#### [Problem description]
Give every entry again, unchanged, and leave its images out.

start Records

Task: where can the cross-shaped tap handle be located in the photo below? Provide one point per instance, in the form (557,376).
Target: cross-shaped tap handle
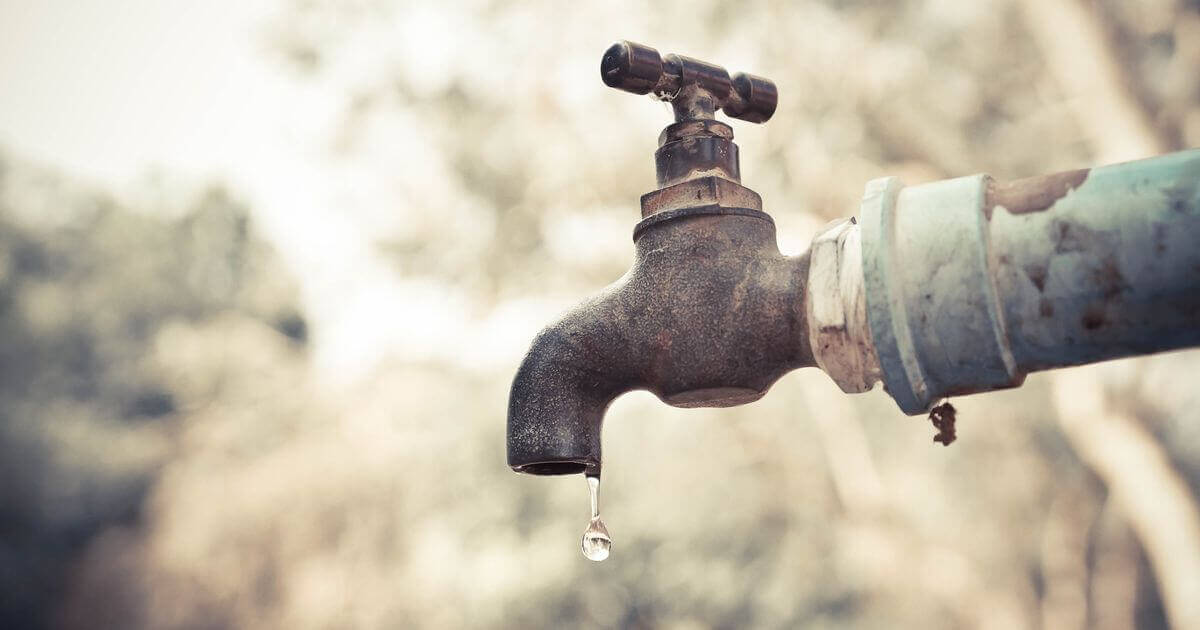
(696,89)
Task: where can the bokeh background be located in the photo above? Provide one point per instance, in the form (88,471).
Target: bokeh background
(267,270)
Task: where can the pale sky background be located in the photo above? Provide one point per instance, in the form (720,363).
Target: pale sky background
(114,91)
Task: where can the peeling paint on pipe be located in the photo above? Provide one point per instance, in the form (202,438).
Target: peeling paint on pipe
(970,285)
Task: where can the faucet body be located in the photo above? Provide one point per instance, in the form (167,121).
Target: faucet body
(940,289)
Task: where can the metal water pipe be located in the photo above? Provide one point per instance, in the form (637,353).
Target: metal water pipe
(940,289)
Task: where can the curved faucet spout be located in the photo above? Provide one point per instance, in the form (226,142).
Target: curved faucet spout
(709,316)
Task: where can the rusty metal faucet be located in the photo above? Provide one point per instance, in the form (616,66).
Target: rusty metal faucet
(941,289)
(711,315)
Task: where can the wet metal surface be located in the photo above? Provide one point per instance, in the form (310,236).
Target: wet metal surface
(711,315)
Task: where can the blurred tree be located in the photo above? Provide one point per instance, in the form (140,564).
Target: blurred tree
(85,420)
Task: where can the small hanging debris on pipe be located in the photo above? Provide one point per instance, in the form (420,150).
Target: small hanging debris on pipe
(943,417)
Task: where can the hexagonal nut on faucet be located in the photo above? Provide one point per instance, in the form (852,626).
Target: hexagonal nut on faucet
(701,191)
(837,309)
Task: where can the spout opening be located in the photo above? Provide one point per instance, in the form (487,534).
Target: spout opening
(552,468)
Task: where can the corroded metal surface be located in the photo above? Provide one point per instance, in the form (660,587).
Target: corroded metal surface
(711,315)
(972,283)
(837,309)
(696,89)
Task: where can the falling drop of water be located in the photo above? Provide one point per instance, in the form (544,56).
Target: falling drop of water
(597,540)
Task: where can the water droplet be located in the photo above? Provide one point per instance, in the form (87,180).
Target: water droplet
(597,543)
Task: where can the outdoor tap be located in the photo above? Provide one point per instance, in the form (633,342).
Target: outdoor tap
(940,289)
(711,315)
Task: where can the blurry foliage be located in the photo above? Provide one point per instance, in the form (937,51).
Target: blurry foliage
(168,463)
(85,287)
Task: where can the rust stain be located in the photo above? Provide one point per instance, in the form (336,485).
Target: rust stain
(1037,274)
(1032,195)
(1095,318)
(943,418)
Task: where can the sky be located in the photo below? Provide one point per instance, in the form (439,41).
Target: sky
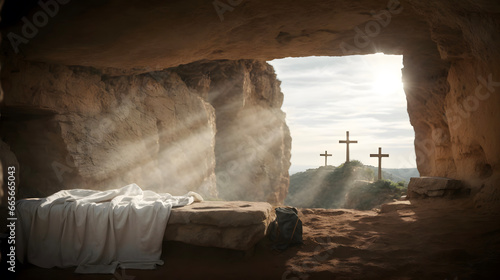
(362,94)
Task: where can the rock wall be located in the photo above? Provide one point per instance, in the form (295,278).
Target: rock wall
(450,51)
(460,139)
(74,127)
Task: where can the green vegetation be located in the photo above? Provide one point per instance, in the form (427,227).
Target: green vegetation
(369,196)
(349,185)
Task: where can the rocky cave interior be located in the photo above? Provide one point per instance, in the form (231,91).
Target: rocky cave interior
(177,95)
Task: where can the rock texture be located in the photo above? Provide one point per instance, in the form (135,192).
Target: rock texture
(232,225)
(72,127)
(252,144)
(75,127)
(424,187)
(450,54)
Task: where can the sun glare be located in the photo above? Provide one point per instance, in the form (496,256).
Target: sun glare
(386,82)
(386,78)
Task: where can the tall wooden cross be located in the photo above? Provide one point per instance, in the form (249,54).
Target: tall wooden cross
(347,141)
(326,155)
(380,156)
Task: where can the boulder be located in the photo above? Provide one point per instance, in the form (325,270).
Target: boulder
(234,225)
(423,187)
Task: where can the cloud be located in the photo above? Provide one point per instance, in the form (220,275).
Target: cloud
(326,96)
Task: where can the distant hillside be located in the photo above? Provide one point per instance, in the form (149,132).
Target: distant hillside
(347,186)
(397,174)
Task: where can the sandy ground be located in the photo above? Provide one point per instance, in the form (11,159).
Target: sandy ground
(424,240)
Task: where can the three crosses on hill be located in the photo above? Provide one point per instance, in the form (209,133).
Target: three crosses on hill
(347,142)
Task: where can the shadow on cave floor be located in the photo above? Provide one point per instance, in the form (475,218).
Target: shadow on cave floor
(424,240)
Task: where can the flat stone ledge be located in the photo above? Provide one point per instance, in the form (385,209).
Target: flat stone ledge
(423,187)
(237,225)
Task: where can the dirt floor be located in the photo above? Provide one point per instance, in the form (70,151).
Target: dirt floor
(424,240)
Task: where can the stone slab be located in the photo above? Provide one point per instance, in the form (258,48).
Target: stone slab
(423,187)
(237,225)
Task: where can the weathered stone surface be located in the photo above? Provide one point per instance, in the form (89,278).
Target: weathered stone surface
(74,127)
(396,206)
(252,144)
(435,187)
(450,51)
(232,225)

end Records

#### [Task result]
Task: where can the cross-shaped tap handle be located in the photo below? Provide one point per instance, in the form (557,376).
Target: cross-shaped tap handle
(696,89)
Task: where can the bokeh background be located in the photo above? Provide one point per instance, in the form (88,471).
Target: bokeh background
(267,270)
Task: where can the pale sky background be located in the photo above? Provide one point per instance, in the form (720,363).
Target: pale sky background
(114,91)
Task: where can the peeling paint on pipe be located in the photo above? Provide one point per instance, in the form (202,438).
Target: peeling paint on pipe
(970,285)
Task: where can the faucet body be located in the photo above? Provide one point per instance, in the form (167,121).
Target: faucet body
(940,289)
Task: where can the metal water pipe be located in the photo above? Provide one point per instance, in the form (637,353).
Target: metal water pipe
(940,289)
Task: where can the curved faucet spout be located in the photo above? Provide one point per instance, in the form (226,142).
Target: curved faucet spout
(709,316)
Task: where can the rusty metal faucet be located in the photo above? Provide one point per instance, in the form (616,66).
Target: rusty metal faucet
(941,289)
(711,315)
Task: where can the wet metal surface be located in the photo above? Provide one point per instance, in the form (310,236).
Target: wet metal surface
(711,315)
Task: where can the blurred tree be located in the photo above? Provide one point per instance, in the form (140,564).
Target: blurred tree
(85,420)
Task: where can the small hanging debris on pipe be located in the photo above? Provide one point per instance, in the form (420,150).
Target: small hanging debris on pipe
(943,417)
Task: where can the hexagonal nut on faucet be located in the photo above? Provide one point per instance, in the form (852,626).
Target: hexagonal nut on faucet
(701,191)
(837,309)
Task: where can the spout opening be located in the photo above? Provide one point per instance, in the form (487,534).
Target: spout opening
(552,468)
Task: where can the corroded metal surface be located in the photo above? Provide one point per instance, in the form (660,587).
Target: corroded metal surface
(711,315)
(972,283)
(837,309)
(696,89)
Task: where can the falling drop of water be located in the photo above? Provide one point per instance, in the form (544,56).
Target: falling drop of water
(597,540)
Task: where can the water droplet be located in the photo above? Provide one point per instance, in the form (87,180).
Target: water droplet
(597,543)
Task: where can the outdoor tap be located in the photo above? Provide one point per instance, in the form (633,342).
Target: outdoor tap
(940,289)
(711,315)
Task: where can the blurry foliage be located in the photo above? Provide one point per instance, in the form (937,51).
Target: blurry foliage
(168,463)
(85,287)
Task: where can the rust stain be located in the photo above? Provide one point per instance, in the form (336,485).
Target: rust stain
(1037,274)
(1032,195)
(1095,318)
(943,418)
Task: where can the sky be located in the photo below? Provide one point per instance, in the form (439,41).
Target: sky
(362,94)
Task: where can the rock wall be located in the photo above? Provide one point per instance, in the form (295,278).
Target: rock wall
(450,51)
(460,139)
(74,127)
Task: where can the green vegetation be located in the photo above? Provide one point per instance, in the form (427,227).
Target: green vegetation
(369,196)
(349,185)
Task: where can the rocky cave interior be located in the photo above? Provide one point per instance, in the form (231,91).
Target: rocky cave interior
(177,95)
Task: where can the rock texture be located in the photo above? Provide one point per instance, in the form (135,192).
Target: rock texture
(232,225)
(72,127)
(252,144)
(75,127)
(424,187)
(450,54)
Task: where can the sun glare be located in the photo above? Provide one point per instance, in the form (496,256).
Target: sun glare
(386,82)
(386,78)
Task: where can the tall wooden cross be located in the photo above? Provide one point per instance, in the form (249,54).
Target: tall wooden cross
(347,141)
(326,155)
(380,156)
Task: where can the boulder be located in the photo above? Provide one point per instance, in the form (325,270).
Target: boulder
(234,225)
(423,187)
Task: where can the cloud be located in the photo above? Provide one point per instance, in the form (220,275).
Target: cloud
(326,96)
Task: where can the distant hillside be located in the photo above? Provide one point per instance, in the form (149,132).
Target: distant hillside
(347,186)
(397,174)
Task: where can the sandy ground be located in the photo above? Provide one point per instance, in the form (11,159).
Target: sandy ground
(424,240)
Task: where can the three crosses on hill be located in the photo above? Provide one point per instance, in the form (209,133).
Target: three crosses on hill
(347,142)
Task: where can the shadow on cave floor be located in the photo above? Provide one point per instance, in the form (475,218).
Target: shadow on cave floor
(424,240)
Task: where can the flat stone ledge be located in the photo above? Provide one point per instance, in the form (385,209).
Target: flat stone ledge
(423,187)
(237,225)
Task: where can the dirt floor be located in the photo above? Provide one point per instance, in the form (70,151).
Target: dirt floor
(424,240)
Task: where can the stone slab be located in the photo above? Provide one point per instance, in the form (258,48).
Target: stone slab
(423,187)
(237,225)
Task: where can the weathered stone surface be located in the photo above? Provide one point per instance, in the form (89,278).
Target: weathered stone surface
(74,127)
(396,206)
(252,144)
(435,187)
(450,51)
(232,225)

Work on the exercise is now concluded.